_WHAT THE EXERCISE ASKS_: Scan the entries that follow and copy out every line containing "brackets".

_RECORDS PROVIDED_:
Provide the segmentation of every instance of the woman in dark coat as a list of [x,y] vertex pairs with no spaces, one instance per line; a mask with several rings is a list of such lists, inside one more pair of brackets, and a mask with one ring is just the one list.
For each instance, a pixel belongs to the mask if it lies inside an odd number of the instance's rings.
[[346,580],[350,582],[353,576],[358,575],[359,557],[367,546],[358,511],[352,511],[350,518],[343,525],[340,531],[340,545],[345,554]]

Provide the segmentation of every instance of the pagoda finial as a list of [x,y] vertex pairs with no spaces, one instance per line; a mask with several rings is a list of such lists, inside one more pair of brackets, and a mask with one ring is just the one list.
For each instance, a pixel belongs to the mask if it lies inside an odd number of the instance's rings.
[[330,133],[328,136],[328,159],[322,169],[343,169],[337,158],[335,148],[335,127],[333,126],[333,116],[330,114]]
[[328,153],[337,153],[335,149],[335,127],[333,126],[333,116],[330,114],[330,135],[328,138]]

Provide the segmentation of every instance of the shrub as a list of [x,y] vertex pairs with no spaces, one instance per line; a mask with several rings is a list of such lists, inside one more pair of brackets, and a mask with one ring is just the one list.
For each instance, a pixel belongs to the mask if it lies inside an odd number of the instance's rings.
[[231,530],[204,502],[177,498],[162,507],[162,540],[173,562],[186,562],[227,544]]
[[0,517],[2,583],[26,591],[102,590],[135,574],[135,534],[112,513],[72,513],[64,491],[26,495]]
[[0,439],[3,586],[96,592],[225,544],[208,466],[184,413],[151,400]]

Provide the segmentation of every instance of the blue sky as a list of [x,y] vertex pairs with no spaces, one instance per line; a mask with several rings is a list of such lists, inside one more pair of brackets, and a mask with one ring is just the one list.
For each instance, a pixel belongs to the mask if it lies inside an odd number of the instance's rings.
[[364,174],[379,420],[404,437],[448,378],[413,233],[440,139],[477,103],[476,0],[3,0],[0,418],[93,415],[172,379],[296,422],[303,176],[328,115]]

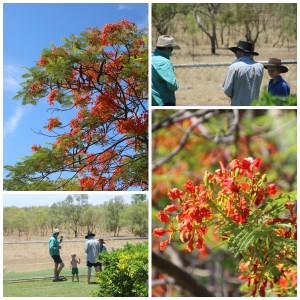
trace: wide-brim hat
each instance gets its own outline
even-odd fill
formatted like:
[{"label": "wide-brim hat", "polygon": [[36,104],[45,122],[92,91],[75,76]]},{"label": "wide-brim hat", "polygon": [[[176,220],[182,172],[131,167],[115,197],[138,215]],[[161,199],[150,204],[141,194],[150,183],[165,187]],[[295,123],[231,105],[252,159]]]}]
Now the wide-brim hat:
[{"label": "wide-brim hat", "polygon": [[85,236],[86,239],[88,239],[90,236],[94,237],[96,234],[92,232],[88,232],[88,234]]},{"label": "wide-brim hat", "polygon": [[265,69],[268,69],[268,67],[276,67],[280,73],[286,73],[288,72],[288,68],[281,64],[281,59],[279,58],[269,58],[268,63],[263,64]]},{"label": "wide-brim hat", "polygon": [[59,231],[59,229],[58,228],[55,228],[54,230],[53,230],[53,234],[56,234],[56,233],[59,233],[60,231]]},{"label": "wide-brim hat", "polygon": [[251,55],[259,55],[259,53],[254,52],[254,44],[245,41],[239,41],[236,47],[230,47],[228,49],[234,53],[238,50],[242,50]]},{"label": "wide-brim hat", "polygon": [[99,242],[102,242],[102,244],[105,244],[103,239],[99,239]]},{"label": "wide-brim hat", "polygon": [[161,35],[158,37],[156,47],[170,47],[176,50],[181,49],[175,42],[174,38],[170,35]]}]

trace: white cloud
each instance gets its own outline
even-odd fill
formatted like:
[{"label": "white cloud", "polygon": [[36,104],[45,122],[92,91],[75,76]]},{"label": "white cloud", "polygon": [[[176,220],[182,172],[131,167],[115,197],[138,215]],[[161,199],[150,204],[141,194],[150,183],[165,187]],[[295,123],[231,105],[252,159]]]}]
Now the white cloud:
[{"label": "white cloud", "polygon": [[18,127],[20,121],[22,120],[22,117],[24,115],[24,109],[22,107],[17,107],[14,114],[11,116],[11,118],[8,121],[4,122],[4,128],[3,128],[3,137],[5,138],[7,135],[12,134],[16,128]]},{"label": "white cloud", "polygon": [[16,91],[20,89],[23,70],[19,66],[4,65],[3,68],[3,90]]},{"label": "white cloud", "polygon": [[132,9],[132,5],[130,4],[123,4],[123,3],[120,3],[117,7],[118,10],[131,10]]}]

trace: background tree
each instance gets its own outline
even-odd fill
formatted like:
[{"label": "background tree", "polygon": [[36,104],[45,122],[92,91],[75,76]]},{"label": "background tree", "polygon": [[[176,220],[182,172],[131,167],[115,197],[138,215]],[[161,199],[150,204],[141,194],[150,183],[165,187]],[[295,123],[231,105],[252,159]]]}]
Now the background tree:
[{"label": "background tree", "polygon": [[3,233],[10,235],[14,233],[14,216],[17,214],[18,208],[15,206],[3,208]]},{"label": "background tree", "polygon": [[147,195],[145,194],[134,194],[131,196],[131,203],[136,204],[139,202],[145,202],[147,200]]},{"label": "background tree", "polygon": [[116,196],[104,204],[106,229],[119,236],[121,226],[121,212],[124,209],[124,199]]},{"label": "background tree", "polygon": [[[154,35],[173,35],[184,46],[210,45],[211,54],[216,54],[220,45],[228,47],[240,39],[273,47],[278,43],[287,43],[289,47],[296,41],[295,3],[155,3],[152,7]],[[190,15],[198,26],[196,37],[189,33],[194,26]],[[186,31],[189,35],[185,35]]]},{"label": "background tree", "polygon": [[57,203],[60,213],[64,216],[64,222],[69,225],[74,233],[74,237],[78,237],[78,229],[84,212],[88,208],[88,195],[68,195],[67,198]]},{"label": "background tree", "polygon": [[[208,36],[211,44],[211,54],[216,54],[217,20],[220,14],[221,3],[195,4],[194,14],[198,27]],[[204,19],[204,21],[203,21]]]},{"label": "background tree", "polygon": [[97,225],[105,224],[103,219],[104,211],[102,207],[89,206],[82,215],[80,225],[86,228],[86,232],[95,232]]},{"label": "background tree", "polygon": [[6,166],[4,189],[147,190],[145,32],[122,20],[64,41],[43,49],[16,96],[24,105],[47,99],[49,133],[38,133],[55,141]]},{"label": "background tree", "polygon": [[196,46],[196,34],[197,34],[197,22],[195,20],[193,12],[189,12],[187,17],[186,17],[186,22],[187,22],[187,32],[192,38],[192,57],[193,60],[195,59],[195,46]]},{"label": "background tree", "polygon": [[145,237],[148,235],[148,201],[146,195],[134,196],[135,199],[122,211],[122,223],[129,226],[135,236]]},{"label": "background tree", "polygon": [[14,226],[18,232],[19,237],[21,237],[24,233],[28,236],[30,230],[30,219],[28,218],[25,209],[18,210],[16,214],[13,216],[14,218]]},{"label": "background tree", "polygon": [[35,209],[31,207],[28,214],[32,222],[33,232],[45,236],[49,228],[49,208],[41,206]]},{"label": "background tree", "polygon": [[[77,237],[85,236],[88,231],[107,235],[114,232],[114,228],[115,235],[123,228],[125,234],[147,236],[149,203],[146,195],[135,194],[135,200],[129,204],[124,204],[122,197],[116,197],[98,205],[89,204],[87,196],[69,195],[51,206],[4,207],[3,234],[44,237],[58,227],[69,237],[75,236],[76,231]],[[107,224],[107,220],[114,222]]]},{"label": "background tree", "polygon": [[[158,35],[170,34],[171,21],[177,14],[185,13],[188,5],[179,3],[153,3],[152,4],[152,26],[155,27]],[[157,40],[156,36],[155,40]]]}]

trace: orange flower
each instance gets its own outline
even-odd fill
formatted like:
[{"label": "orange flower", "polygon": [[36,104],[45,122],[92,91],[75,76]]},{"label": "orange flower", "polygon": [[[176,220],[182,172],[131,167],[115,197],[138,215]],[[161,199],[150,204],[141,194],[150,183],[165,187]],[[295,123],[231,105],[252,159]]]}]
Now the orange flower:
[{"label": "orange flower", "polygon": [[156,235],[156,236],[163,236],[165,235],[167,232],[172,232],[171,229],[164,229],[164,228],[155,228],[153,230],[153,235]]},{"label": "orange flower", "polygon": [[157,218],[160,222],[169,223],[169,216],[165,214],[162,210],[157,214]]}]

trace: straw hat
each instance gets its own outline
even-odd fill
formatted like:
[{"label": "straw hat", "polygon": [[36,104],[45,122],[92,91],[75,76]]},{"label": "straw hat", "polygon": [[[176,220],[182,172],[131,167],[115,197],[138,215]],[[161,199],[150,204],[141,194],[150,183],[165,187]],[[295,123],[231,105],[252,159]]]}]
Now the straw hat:
[{"label": "straw hat", "polygon": [[179,50],[180,47],[174,42],[174,38],[170,35],[161,35],[158,37],[156,47],[173,48]]},{"label": "straw hat", "polygon": [[56,234],[56,233],[59,233],[60,231],[59,231],[59,229],[58,228],[55,228],[54,230],[53,230],[53,234]]}]

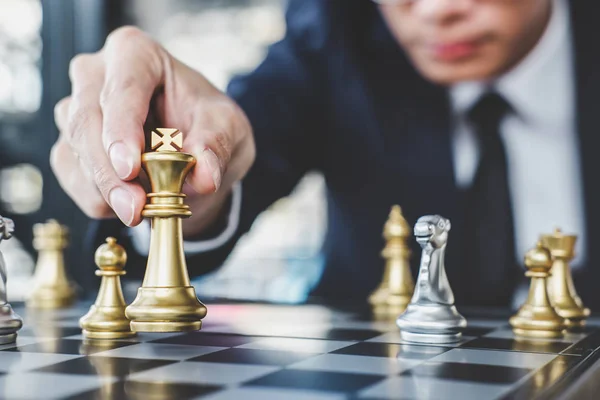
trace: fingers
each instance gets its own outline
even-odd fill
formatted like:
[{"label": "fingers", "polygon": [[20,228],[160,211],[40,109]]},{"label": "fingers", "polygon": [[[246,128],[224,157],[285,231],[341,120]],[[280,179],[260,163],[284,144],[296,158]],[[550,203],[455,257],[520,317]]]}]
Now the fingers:
[{"label": "fingers", "polygon": [[107,39],[100,92],[102,141],[117,176],[130,180],[140,171],[144,122],[152,95],[163,84],[162,49],[140,30],[121,28]]},{"label": "fingers", "polygon": [[64,139],[59,139],[50,152],[50,165],[63,190],[90,218],[114,216],[93,180],[89,179],[80,160]]},{"label": "fingers", "polygon": [[[104,207],[90,194],[89,183],[93,184],[105,203],[108,203],[117,216],[127,225],[135,225],[141,219],[141,208],[145,203],[145,193],[137,183],[124,182],[117,176],[106,152],[102,147],[102,110],[99,96],[103,87],[104,71],[98,55],[78,56],[71,64],[72,96],[61,101],[55,109],[57,125],[61,137],[55,154],[62,154],[66,143],[73,157],[81,160],[73,164],[67,158],[54,160],[55,173],[61,177],[61,184],[88,215],[107,215]],[[65,112],[65,109],[68,109]],[[66,114],[66,117],[65,117]],[[63,150],[64,152],[64,150]],[[67,171],[76,168],[81,174]],[[73,182],[88,178],[79,184]],[[91,197],[90,197],[91,196]],[[88,205],[85,205],[89,202]],[[92,208],[92,209],[90,209]]]},{"label": "fingers", "polygon": [[191,124],[194,136],[189,145],[184,142],[184,148],[197,159],[188,183],[198,193],[209,194],[219,190],[227,171],[232,167],[234,172],[236,170],[237,153],[247,151],[241,149],[234,158],[235,149],[247,136],[240,134],[236,126],[239,114],[237,106],[229,99],[213,101],[210,112],[202,109],[194,113]]}]

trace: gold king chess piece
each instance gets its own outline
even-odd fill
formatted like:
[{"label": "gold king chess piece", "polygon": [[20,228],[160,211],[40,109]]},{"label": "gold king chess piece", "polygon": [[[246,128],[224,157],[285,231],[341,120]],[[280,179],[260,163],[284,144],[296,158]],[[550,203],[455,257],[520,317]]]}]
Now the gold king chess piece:
[{"label": "gold king chess piece", "polygon": [[550,250],[538,242],[525,254],[525,276],[531,278],[529,296],[516,315],[509,320],[517,336],[558,338],[563,336],[565,320],[550,303],[546,281],[552,267]]},{"label": "gold king chess piece", "polygon": [[540,240],[544,247],[550,250],[554,259],[548,278],[550,302],[558,314],[565,318],[568,330],[581,330],[585,319],[590,316],[590,309],[583,306],[575,291],[569,266],[569,262],[575,257],[577,236],[565,235],[560,229],[555,229],[553,234],[542,235]]},{"label": "gold king chess piece", "polygon": [[150,180],[149,202],[142,216],[150,218],[150,252],[142,287],[126,309],[131,329],[139,332],[199,330],[206,307],[190,284],[183,253],[181,219],[192,215],[181,193],[196,159],[180,152],[183,135],[177,129],[152,132],[153,151],[142,154]]},{"label": "gold king chess piece", "polygon": [[109,237],[95,254],[96,275],[102,277],[96,302],[79,320],[83,334],[90,339],[123,339],[135,336],[125,316],[125,299],[121,289],[121,275],[125,275],[127,253]]},{"label": "gold king chess piece", "polygon": [[411,233],[402,209],[398,205],[393,206],[383,227],[383,237],[386,240],[381,252],[385,259],[383,279],[369,297],[376,317],[397,318],[410,303],[415,289],[410,272],[410,249],[407,245],[407,238]]},{"label": "gold king chess piece", "polygon": [[33,247],[38,260],[27,306],[32,308],[64,308],[75,301],[75,286],[67,278],[64,250],[69,230],[50,219],[33,226]]}]

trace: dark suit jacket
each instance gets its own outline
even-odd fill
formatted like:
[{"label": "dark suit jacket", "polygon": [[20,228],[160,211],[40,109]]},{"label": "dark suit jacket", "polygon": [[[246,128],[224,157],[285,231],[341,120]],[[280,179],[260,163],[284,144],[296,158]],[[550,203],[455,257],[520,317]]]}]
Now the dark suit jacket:
[{"label": "dark suit jacket", "polygon": [[[600,307],[594,246],[600,241],[600,28],[594,0],[571,3],[590,253],[575,280],[584,301]],[[400,204],[409,224],[425,214],[453,222],[446,268],[458,304],[508,305],[522,270],[461,264],[469,246],[461,232],[466,211],[454,181],[446,89],[415,71],[370,1],[292,0],[287,24],[266,60],[229,86],[254,128],[257,159],[243,181],[238,233],[220,249],[188,257],[190,273],[218,267],[257,214],[314,169],[327,181],[329,227],[317,295],[364,302],[382,276],[383,223],[390,206]],[[93,244],[111,229],[117,228],[107,223],[96,231]],[[416,274],[420,252],[411,243]],[[129,269],[141,272],[143,265]]]}]

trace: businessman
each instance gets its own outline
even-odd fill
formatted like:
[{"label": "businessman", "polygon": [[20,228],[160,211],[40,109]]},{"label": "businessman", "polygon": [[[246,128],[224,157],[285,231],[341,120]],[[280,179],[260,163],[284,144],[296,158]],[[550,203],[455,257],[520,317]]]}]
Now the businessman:
[{"label": "businessman", "polygon": [[364,301],[381,279],[381,227],[398,203],[411,223],[433,213],[452,221],[446,265],[458,304],[509,305],[526,249],[560,226],[579,235],[579,294],[600,306],[597,8],[291,0],[285,38],[227,93],[121,28],[72,61],[52,166],[102,220],[97,237],[120,229],[114,216],[136,226],[150,117],[181,129],[198,160],[185,188],[193,275],[218,267],[259,212],[319,170],[328,232],[315,295]]}]

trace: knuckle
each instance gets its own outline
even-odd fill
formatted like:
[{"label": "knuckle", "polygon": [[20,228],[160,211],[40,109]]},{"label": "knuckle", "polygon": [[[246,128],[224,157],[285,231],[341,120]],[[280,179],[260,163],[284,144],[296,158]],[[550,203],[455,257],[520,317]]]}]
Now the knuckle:
[{"label": "knuckle", "polygon": [[52,171],[54,171],[56,175],[61,171],[61,160],[64,159],[63,154],[65,154],[67,150],[66,147],[67,144],[64,141],[58,140],[50,148],[50,168],[52,168]]},{"label": "knuckle", "polygon": [[101,193],[108,195],[108,192],[114,186],[112,168],[104,164],[95,164],[92,166],[94,181]]},{"label": "knuckle", "polygon": [[71,62],[69,62],[69,76],[71,77],[71,81],[85,74],[90,69],[93,60],[93,55],[89,53],[81,53],[73,57]]},{"label": "knuckle", "polygon": [[114,105],[113,102],[122,98],[123,95],[141,97],[142,90],[137,85],[134,76],[125,76],[120,79],[108,79],[100,92],[100,106],[102,108]]},{"label": "knuckle", "polygon": [[231,140],[224,132],[216,132],[214,136],[214,144],[218,152],[221,162],[226,166],[231,159]]},{"label": "knuckle", "polygon": [[106,38],[106,45],[108,47],[119,46],[123,43],[130,43],[131,41],[145,40],[146,34],[144,31],[135,26],[123,26],[112,31]]},{"label": "knuckle", "polygon": [[91,126],[92,112],[90,107],[75,104],[68,119],[66,136],[69,142],[72,144],[83,142]]},{"label": "knuckle", "polygon": [[54,114],[62,114],[69,109],[69,103],[71,102],[71,96],[63,97],[54,106]]},{"label": "knuckle", "polygon": [[62,100],[60,100],[58,103],[56,103],[56,105],[54,106],[54,121],[56,122],[56,124],[60,130],[65,128],[63,125],[64,125],[66,116],[69,111],[69,103],[70,102],[71,102],[71,98],[65,97]]}]

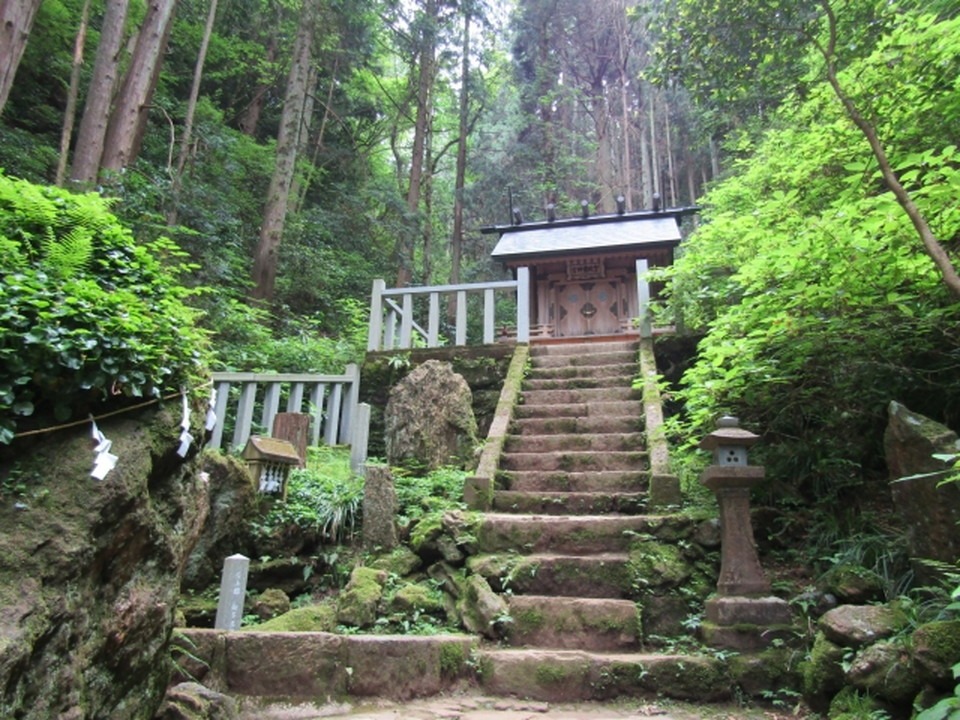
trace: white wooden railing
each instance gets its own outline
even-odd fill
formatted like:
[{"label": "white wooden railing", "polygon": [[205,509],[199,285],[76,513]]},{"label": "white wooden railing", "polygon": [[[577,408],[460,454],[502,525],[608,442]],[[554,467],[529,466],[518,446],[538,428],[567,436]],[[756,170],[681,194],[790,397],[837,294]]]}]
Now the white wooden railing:
[{"label": "white wooden railing", "polygon": [[[408,350],[412,347],[439,347],[441,296],[455,296],[456,321],[454,344],[468,341],[489,344],[495,341],[496,293],[514,294],[517,300],[516,340],[530,340],[530,269],[518,268],[516,280],[473,283],[468,285],[433,285],[388,289],[383,280],[373,281],[370,299],[370,328],[367,350]],[[467,295],[483,295],[483,336],[467,337]],[[426,319],[415,317],[414,298],[428,297]],[[513,320],[513,318],[511,318]]]},{"label": "white wooden railing", "polygon": [[242,448],[253,434],[269,435],[283,403],[286,412],[310,415],[312,445],[322,440],[325,445],[356,446],[361,438],[362,454],[366,453],[367,428],[363,426],[369,423],[369,408],[358,403],[360,369],[355,364],[347,365],[343,375],[217,372],[213,386],[217,424],[210,447],[222,448],[224,439],[231,438],[227,449]]}]

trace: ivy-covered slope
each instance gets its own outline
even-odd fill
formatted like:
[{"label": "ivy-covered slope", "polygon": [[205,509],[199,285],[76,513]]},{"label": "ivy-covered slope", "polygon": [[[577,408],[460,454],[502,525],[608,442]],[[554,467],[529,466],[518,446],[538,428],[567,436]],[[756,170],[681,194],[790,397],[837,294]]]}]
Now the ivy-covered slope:
[{"label": "ivy-covered slope", "polygon": [[0,444],[24,418],[83,417],[206,367],[182,253],[138,243],[100,196],[0,174],[0,258]]},{"label": "ivy-covered slope", "polygon": [[[920,14],[840,77],[955,264],[958,78],[960,18]],[[737,414],[766,434],[769,475],[825,499],[882,462],[890,400],[960,426],[960,303],[828,86],[743,149],[668,272],[672,309],[705,333],[682,437]]]}]

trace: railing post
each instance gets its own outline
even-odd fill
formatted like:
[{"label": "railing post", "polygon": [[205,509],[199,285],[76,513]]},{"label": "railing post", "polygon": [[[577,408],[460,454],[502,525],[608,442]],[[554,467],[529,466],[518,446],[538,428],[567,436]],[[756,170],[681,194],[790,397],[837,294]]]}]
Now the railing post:
[{"label": "railing post", "polygon": [[260,416],[260,424],[267,435],[273,435],[273,419],[280,410],[280,383],[267,383],[266,390],[263,392],[263,414]]},{"label": "railing post", "polygon": [[440,293],[430,293],[430,316],[427,319],[427,347],[440,344]]},{"label": "railing post", "polygon": [[374,352],[380,349],[383,342],[383,291],[387,283],[379,278],[373,281],[373,290],[370,293],[370,324],[367,331],[367,351]]},{"label": "railing post", "polygon": [[517,268],[517,342],[530,342],[530,268]]},{"label": "railing post", "polygon": [[334,383],[327,398],[327,426],[323,439],[327,445],[336,445],[340,436],[340,411],[343,408],[343,383]]},{"label": "railing post", "polygon": [[360,368],[356,363],[350,363],[343,374],[350,378],[348,380],[350,387],[347,389],[346,403],[343,407],[343,424],[340,426],[340,444],[346,445],[353,435],[357,405],[360,403]]},{"label": "railing post", "polygon": [[237,425],[233,428],[233,448],[243,447],[250,439],[253,425],[253,405],[257,399],[257,383],[245,382],[240,386],[240,401],[237,403]]},{"label": "railing post", "polygon": [[317,383],[310,390],[310,415],[313,424],[310,427],[310,444],[320,444],[320,426],[323,424],[323,398],[326,394],[326,383]]},{"label": "railing post", "polygon": [[413,347],[411,338],[413,336],[413,295],[404,293],[403,295],[403,317],[400,318],[400,348],[409,350]]},{"label": "railing post", "polygon": [[483,344],[493,343],[494,313],[496,305],[494,304],[493,288],[487,288],[483,291]]},{"label": "railing post", "polygon": [[637,320],[640,323],[640,337],[653,337],[653,325],[650,321],[650,283],[647,282],[647,261],[637,260]]},{"label": "railing post", "polygon": [[456,345],[467,344],[467,292],[457,290],[457,335]]},{"label": "railing post", "polygon": [[223,430],[227,424],[227,404],[230,401],[230,383],[214,382],[213,387],[217,391],[217,402],[213,406],[213,413],[217,416],[217,424],[213,427],[213,435],[210,438],[210,447],[219,450],[223,445]]},{"label": "railing post", "polygon": [[357,414],[350,433],[350,469],[357,475],[363,475],[363,466],[367,462],[367,447],[370,443],[370,405],[357,405]]}]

_RESPONSE BELOW_:
Provide the segmentation of every instance of the woman in dark coat as a list of [x,y] vertex pairs with no spaces, one instance per line; a mask with several rings is a list of such lists, inside one more pair of brackets, and a mask with one ring is just the one list.
Provide the segmentation of every instance of the pagoda finial as a list of [x,y] vertex pairs with no spaces, one instance per line; a mask with several rings is a list of such lists, inside one more pair of brackets, and a mask with one ring is just the one list.
Provide the segmentation of every instance of the shrub as a list of [x,y] vertex pairs with no spaces, one instance per line; a mask with several rings is a list of such lists, inside one more pair of brackets, and a mask with one ring is just the one list.
Provide the segmentation of every instance of the blue sky as a list of [x,y] vertex pairs with no spaces, one instance per line; a mask with several rings is a list of such lists, inside one more pair of brackets, and a mask with one ring is just the one list.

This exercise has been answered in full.